Chinese Interference in Canadian Elections? Looks That Way

For the past several months Canada has been dealing with a slow-drip story, which if true has the potential to blow that country's politics wide-open. It's claim is that the Communist Party of China has been illegally interfering in Canadian elections since at least 2015, the year Justin Trudeau's Liberal Party took control of the government. And which party were the Chi-Coms helping out? You get one guess.

The scandal began back in November, when agents from CSIS, the Canadian Security Intelligence Service, began leaking intel to the Canadian media suggesting that a CCP network had "funded and infiltrated" the campaigns of nearly a dozen candidates in the 2019 federal election. Trudeau responded by claiming that he had confronted Xi Jinping about the report, but shortly thereafter a video of that exchange went viral, which showed a desperate Trudeau talking about Canada's commitment to "free and open and frank dialogue," and a dismissive Chairman Xi calling him "naïve" as he walked away.

Amazingly, after that exchange it was revealed that Trudeau shouldn't have been at all shocked by the leaked reports -- he was in fact briefed about Chinese election interference before the 2019 election even took place. Moreover, further reporting alleged that, according to The Spectator's Sam Dunning, the CCP's political network in Canada "involved more than a dozen aides, a standing provincial politician, unelected officials and donors" and that "large sums changed hands, election law was breached (though there is no police investigation), and Trudeau’s Liberal party were the beneficiaries."

EXTRACTED INFORMATION
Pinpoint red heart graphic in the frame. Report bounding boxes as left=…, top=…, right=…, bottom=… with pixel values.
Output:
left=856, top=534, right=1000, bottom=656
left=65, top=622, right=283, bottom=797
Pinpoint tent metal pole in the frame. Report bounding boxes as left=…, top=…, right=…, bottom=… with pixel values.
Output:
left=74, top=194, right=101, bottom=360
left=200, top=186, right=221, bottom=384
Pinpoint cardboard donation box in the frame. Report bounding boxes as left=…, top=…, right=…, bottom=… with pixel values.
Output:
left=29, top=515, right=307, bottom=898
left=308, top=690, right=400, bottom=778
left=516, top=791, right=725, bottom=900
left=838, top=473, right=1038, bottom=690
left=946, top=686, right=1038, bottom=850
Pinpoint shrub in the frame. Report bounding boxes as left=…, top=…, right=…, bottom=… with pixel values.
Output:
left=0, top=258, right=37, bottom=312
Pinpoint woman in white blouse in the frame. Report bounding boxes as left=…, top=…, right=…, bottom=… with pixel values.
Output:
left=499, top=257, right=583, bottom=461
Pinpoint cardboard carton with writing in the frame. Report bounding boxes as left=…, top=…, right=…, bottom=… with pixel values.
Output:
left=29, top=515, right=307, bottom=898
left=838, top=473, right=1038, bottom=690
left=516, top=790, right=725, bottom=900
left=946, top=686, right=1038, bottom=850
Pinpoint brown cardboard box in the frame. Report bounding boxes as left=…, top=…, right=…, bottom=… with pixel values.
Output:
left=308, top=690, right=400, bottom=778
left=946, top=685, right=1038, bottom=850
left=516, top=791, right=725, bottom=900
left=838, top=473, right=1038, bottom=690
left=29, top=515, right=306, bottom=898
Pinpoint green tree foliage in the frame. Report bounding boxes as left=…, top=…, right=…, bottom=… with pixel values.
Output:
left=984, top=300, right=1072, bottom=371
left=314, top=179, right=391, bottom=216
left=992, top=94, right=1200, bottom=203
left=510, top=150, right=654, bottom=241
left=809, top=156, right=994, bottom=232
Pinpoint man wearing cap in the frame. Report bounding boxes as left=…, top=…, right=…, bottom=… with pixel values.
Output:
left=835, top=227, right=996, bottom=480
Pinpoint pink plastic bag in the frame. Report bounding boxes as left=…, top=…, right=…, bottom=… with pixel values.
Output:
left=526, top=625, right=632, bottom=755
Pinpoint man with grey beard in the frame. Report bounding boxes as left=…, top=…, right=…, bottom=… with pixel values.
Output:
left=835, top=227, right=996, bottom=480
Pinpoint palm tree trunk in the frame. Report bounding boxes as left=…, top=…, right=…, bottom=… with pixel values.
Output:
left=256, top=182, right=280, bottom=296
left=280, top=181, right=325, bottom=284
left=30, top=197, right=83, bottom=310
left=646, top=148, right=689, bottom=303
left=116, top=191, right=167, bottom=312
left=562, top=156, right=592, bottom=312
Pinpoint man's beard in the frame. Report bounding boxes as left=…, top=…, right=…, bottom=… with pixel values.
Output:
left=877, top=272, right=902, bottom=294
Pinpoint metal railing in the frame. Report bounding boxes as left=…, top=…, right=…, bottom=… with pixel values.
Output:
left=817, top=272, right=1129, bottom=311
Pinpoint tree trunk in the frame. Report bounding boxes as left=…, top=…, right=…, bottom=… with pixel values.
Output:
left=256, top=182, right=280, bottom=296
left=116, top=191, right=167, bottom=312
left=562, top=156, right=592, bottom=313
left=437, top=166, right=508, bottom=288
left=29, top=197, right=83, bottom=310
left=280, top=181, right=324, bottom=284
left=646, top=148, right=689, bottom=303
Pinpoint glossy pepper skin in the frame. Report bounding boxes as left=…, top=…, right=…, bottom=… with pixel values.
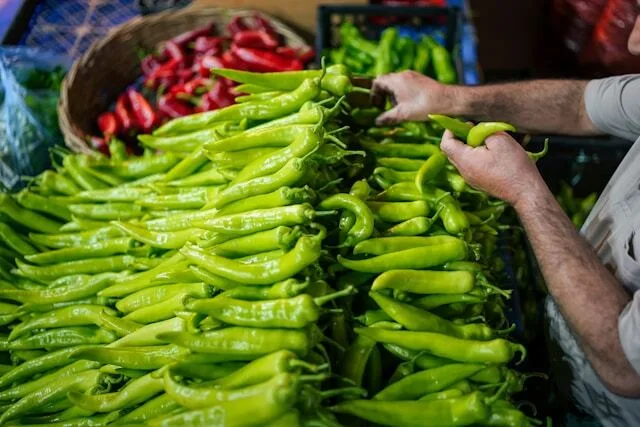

WORK TASK 1
Translate this sentence from the article on Chinese interference in Canadian elections into Spanish: "For the past several months Canada has been dealing with a slow-drip story, which if true has the potential to blow that country's politics wide-open."
WORK TASK 2
In the article on Chinese interference in Canadian elections, what does CSIS stand for?
WORK TASK 3
Do these statements agree with the article on Chinese interference in Canadian elections? Answer yes or no for each, and quote the words from the article that decide it.
(a) The leaks to the media started in November.
(b) Police are investigating the breaches of election law.
(c) Xi Jinping called Trudeau naïve.
Answer using only the article above, with nothing from outside it.

WRITTEN RESPONSE 1
Durante los últimos meses, Canadá ha estado lidiando con una historia que se va revelando gota a gota y que, de ser cierta, podría hacer estallar por completo la política de ese país.

WRITTEN RESPONSE 2
The Canadian Security Intelligence Service.

WRITTEN RESPONSE 3
(a) Yes: "The scandal began back in November, when agents from CSIS, the Canadian Security Intelligence Service, began leaking intel to the Canadian media"
(b) No: "(though there is no police investigation)"
(c) Yes: "a dismissive Chairman Xi calling him "naïve" as he walked away"